**Task directions**:
Reproduce each of the following rows word for word, keeping every line and number unchanged.

**Listing**:
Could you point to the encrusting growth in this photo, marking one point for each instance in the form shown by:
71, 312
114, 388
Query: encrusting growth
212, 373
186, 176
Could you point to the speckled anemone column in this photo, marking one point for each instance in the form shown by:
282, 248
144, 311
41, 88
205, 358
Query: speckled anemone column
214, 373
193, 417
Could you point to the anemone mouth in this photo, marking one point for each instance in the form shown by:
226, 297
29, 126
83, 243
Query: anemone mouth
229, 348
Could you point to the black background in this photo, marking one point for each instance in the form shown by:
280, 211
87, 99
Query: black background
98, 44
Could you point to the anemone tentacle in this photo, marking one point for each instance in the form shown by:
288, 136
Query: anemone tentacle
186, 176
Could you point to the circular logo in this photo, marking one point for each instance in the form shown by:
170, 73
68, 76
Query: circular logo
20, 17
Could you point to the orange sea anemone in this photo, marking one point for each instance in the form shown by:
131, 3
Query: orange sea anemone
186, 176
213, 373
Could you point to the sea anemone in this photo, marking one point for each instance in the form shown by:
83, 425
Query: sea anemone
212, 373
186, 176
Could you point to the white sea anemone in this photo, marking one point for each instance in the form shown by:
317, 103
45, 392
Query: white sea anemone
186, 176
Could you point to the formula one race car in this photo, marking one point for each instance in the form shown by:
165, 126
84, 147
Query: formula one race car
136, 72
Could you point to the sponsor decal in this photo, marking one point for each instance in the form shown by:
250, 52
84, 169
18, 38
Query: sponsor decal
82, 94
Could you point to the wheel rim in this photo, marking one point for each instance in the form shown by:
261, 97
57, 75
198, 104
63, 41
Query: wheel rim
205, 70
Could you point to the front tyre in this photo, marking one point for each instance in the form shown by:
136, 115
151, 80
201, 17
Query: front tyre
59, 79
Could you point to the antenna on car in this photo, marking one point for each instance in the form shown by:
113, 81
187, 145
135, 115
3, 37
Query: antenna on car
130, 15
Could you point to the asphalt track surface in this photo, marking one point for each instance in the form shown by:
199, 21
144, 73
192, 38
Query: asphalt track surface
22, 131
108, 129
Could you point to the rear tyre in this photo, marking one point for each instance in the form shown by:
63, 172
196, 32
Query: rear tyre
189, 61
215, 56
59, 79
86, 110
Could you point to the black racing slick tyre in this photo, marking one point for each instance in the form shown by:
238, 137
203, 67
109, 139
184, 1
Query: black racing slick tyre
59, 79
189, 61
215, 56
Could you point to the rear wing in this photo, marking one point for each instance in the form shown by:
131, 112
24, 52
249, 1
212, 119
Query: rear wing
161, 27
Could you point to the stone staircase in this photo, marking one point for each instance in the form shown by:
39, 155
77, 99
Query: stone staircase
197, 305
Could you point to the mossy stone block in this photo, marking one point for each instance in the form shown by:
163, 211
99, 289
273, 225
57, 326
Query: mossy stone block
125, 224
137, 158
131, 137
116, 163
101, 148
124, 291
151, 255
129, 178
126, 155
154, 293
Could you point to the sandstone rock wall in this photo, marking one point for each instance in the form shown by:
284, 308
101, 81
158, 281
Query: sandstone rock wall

**Exercise response**:
Could you point to the encrusting growth in this photo, marking one point for each instance in the form shown by:
71, 312
114, 388
Query: encrusting growth
212, 373
186, 176
Could you point to the speckled anemone column in this photo, marking one point for each instance in the form shown by:
282, 248
144, 311
41, 88
205, 358
Query: speckled anemone column
214, 373
193, 417
Could you point to the anemone mouth in this photo, marking one point for each instance in the form shown by:
226, 297
29, 126
83, 243
Query: anemone mouth
229, 348
Could you point to the black background in this photo, marking one point for each instance in the form shown by:
280, 211
87, 99
Query: black background
98, 44
Could you point to the anemone tentacle in this photo, marking one point for each instance in the form shown by:
288, 136
Query: anemone tentacle
186, 176
Could you point to the circular logo in this photo, marking one point for each instance in the form shown by:
170, 73
68, 76
Query: circular logo
20, 17
Could you point to the orange sea anemone in this photo, marking one point for each instance in the form shown by:
131, 3
Query: orange sea anemone
186, 176
213, 373
Could you point to the sea anemone in this photo, marking one point for each instance in the form shown by:
83, 425
Query: sea anemone
212, 373
186, 176
Could you point to the white sea anemone in this photo, marking one point for each instance in the form shown by:
317, 103
45, 392
Query: white sea anemone
186, 176
Could you point to the formula one race car in this photo, marking one point for each instance in the form shown by:
165, 126
84, 147
Query: formula one race car
136, 72
Could you point to the sponsor decal in this photo, marking one point for each instance in the form shown by:
250, 52
84, 169
18, 38
Query: sponsor decal
82, 94
Could you point to the wheel rim in this photo, marking one point for each instance in the form shown by:
261, 97
57, 75
198, 104
63, 41
Query: wheel rim
205, 70
Could you point to the front tyre in this photo, marking one point for each instance in the form shown by:
136, 115
151, 80
201, 17
Query: front tyre
59, 79
Could you point to the antenna on car in this photo, marking one point for each instance in the form shown by:
113, 81
187, 145
135, 115
3, 37
Query: antenna on car
130, 15
Could you point to the asphalt track surface in this photo, marking one point for each instance in the form shown by:
199, 21
144, 73
192, 38
Query: asphalt track surface
22, 131
108, 129
Could you point to the rear tyre in this photo, marking one point for each instance in the form shown by:
63, 172
196, 32
Query: rear tyre
189, 61
215, 56
59, 79
86, 110
Could you point to the black racing slick tyre in this photo, marking one point for each instance in the form shown by:
238, 137
203, 67
109, 139
184, 1
Query: black racing slick tyre
59, 79
189, 61
215, 56
Could you point to the rear wing in this photo, marking one point for each instance in the form shown by:
131, 112
24, 52
249, 1
212, 119
Query: rear wing
161, 27
Could you point to the stone staircase in this photo, marking one point for each instance in the form shown by:
39, 155
77, 99
Query: stone staircase
197, 305
Could you point to the mossy stone block in this photo, marking one point for each instance in the form shown by:
163, 211
99, 289
273, 225
57, 326
Query: mossy stone block
125, 224
137, 158
131, 137
116, 163
101, 148
124, 291
151, 255
129, 178
126, 155
154, 293
Could you point to the sandstone rock wall in this photo, marking one point for each instance in the form shown by:
284, 308
101, 81
158, 281
Query: sandstone rock wall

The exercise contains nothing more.